SOURCE EXTRACT »

## BEGIN

D. – Page 236, line 8. – “No further increase in the rate of investment is possible when the greatest amongst the own-rates of own interest of all available assets is equal to the greatest amongst the marginal efficiencies of all assets, measured in terms of the asset whose own-rate of own interest is greatest.” I notice that Professor Pigou (Economica, May 1936, p. 124) used this sentence to criticize the theory set forth in Chapter 17.
213Would it not be useful :
1. To indicate more clearly that the own rates of interest are expressed determined in the same standard of value ?
2. To leave out the restriction “measured in terms of the asset whose own rate of own interest is greatest” ? What is being dealt with is, in fact, the most general form of the proposition. It seems that this would remain valid whatever be the standard of value selected.
The sentence would then read as follows : “No further increase in the rate of investment is possible when the greatest amongst the own-rates of own-interest of all available assets, in terms of any standard of value is equal to the greatest amongst the marginal efficiencies of all assets, in terms of the same standard”
E. – Page 250, line 25. – “(1) The marginal propensity to consume is such that, when the output of a given community increases (or decreases) because more (or less) employment is being applied to its capital equipment the multiplier relating the two is greater than unity but not very large.”
It seems to me that your thought is not correctly expressed. Can this be translated as follows : “The marginal propensity to consume is such that, when the output of a given community increases (or decreases) because the employment in investment industries is increased (or diminished) the multiplier relating the two increments (or decrements) is greater than unity but not very large.” ?
I apologize for worrying you with all these questions. They will, I hope, be the last ones. I trust your health continues to improve and beg to remain,
Yours respectfully,
J. de Largentaye
214Lettre 18. 13 mars 1939
Monsieur L. de Largendaye (sic)
29 Avenue Henri-Martin,
Paris, xvi.
46 Gordon Square
Bloomsbury
March 13th, 1939
Dear Monsieur de Largendaye, (sic)
I have to thank you for your letter of March 7th. First of all, as regards the five passages where you suggest modifications of the text : -
A. – Page 99. Yes.
B. – Page 118. Perhaps my meaning would be clearer here if the word “chronic” was inserted in front of “nature of the malady”.
C. – Page 208. I am not quite sure here whether your addition makes it quite clear. My meaning is that, in the first case no-one would borrow, and in the second case no-one would lend. But if one says “no-one can be induced to part with holdings of debts”, this is ambiguous, and might mean either that they were unwilling to lend or unwilling to borrow. I think your point could be made by writing “when scarcely anyone could be induced to part with holdings of money or to lend on any reasonable terms”.

## END

TASKS AND EXERCISES »
a: Answer these questions using the letter extract:
(i) In which issue and on which page of Economica did Professor Pigou use the quoted sentence?
(ii) Which word is proposed for insertion in front of "nature of the malady"?
(iii) From what street address is the reply of March 13th, 1939, written?
b: Change "standard of value" to "unit of account" throughout the stretch of the letter extract from "213Would it not" through "of value selected.", and write out that stretch in full.
The listing that comes next has no connection to the letter extract.

RECORDED DATA »
## BEGIN

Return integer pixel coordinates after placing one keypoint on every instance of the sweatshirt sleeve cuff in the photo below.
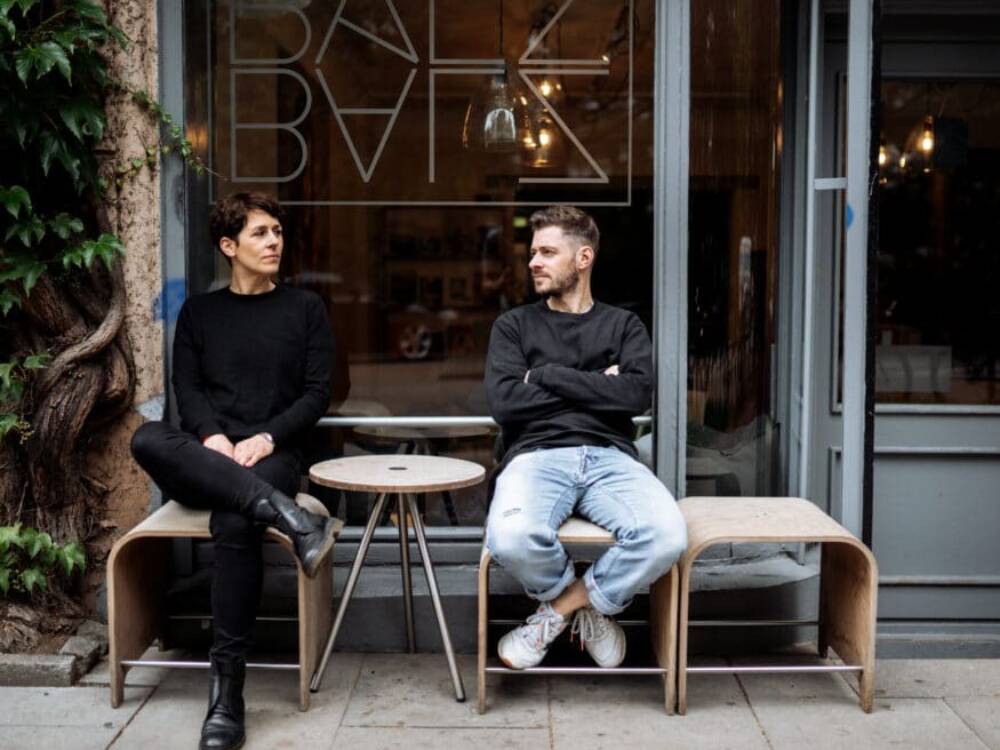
(208, 429)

## END

EXERCISE RESPONSES »
a:
(i) The May 1936 issue, page 124.
(ii) "Chronic."
(iii) 46 Gordon Square, Bloomsbury.

b:
213Would it not be useful :
1. To indicate more clearly that the own rates of interest are expressed determined in the same unit of account ?
2. To leave out the restriction “measured in terms of the asset whose own rate of own interest is greatest” ? What is being dealt with is, in fact, the most general form of the proposition. It seems that this would remain valid whatever be the unit of account selected.